• GIVEN TASK: From the generating-function thread, pull the passage from "How I can find" up to and including "we are done.", word for word.

# generating function for harmonic sequence

How I can find the generating function for the sequence $$\frac{ H_n } n$$ where $H_n$ -harmonic numbers. I know that $$\sum\limits_{k=1}^{\infty}H_kz^k = -\frac{\ln(1 - z)}{1 - z}$$ So, what should I do? Just find generating function for the sequence $$\sum\limits_{k=1}^{\infty}H_kz^k\frac{1}{k}$$ or what?

Integrate both sides of your identity between $0$ and $t$. You'll get: $$\frac{1}{2}\log^2(1-t)=\sum_{k=1}^{+\infty}\frac{H_k}{k+1} t^{k+1} = \sum_{k\geq 2}\frac{H_{k-1}}{k}t^k.$$ Since $H_{k-1}=H_k-\frac{1}{k}$, by adding $\operatorname{Li}_2(t)$ we are done.

• RECORDED INFORMATION:

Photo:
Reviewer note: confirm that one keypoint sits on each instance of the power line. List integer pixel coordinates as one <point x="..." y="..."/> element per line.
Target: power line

• RESPONSE TO THE TASK:
How I can find the generating function for the sequence $$\frac{ H_n } n$$ where $H_n$ -harmonic numbers. I know that $$\sum\limits_{k=1}^{\infty}H_kz^k = -\frac{\ln(1 - z)}{1 - z}$$ So, what should I do? Just find generating function for the sequence $$\sum\limits_{k=1}^{\infty}H_kz^k\frac{1}{k}$$ or what?

Integrate both sides of your identity between $0$ and $t$. You'll get: $$\frac{1}{2}\log^2(1-t)=\sum_{k=1}^{+\infty}\frac{H_k}{k+1} t^{k+1} = \sum_{k\geq 2}\frac{H_{k-1}}{k}t^k.$$ Since $H_{k-1}=H_k-\frac{1}{k}$, by adding $\operatorname{Li}_2(t)$ we are done.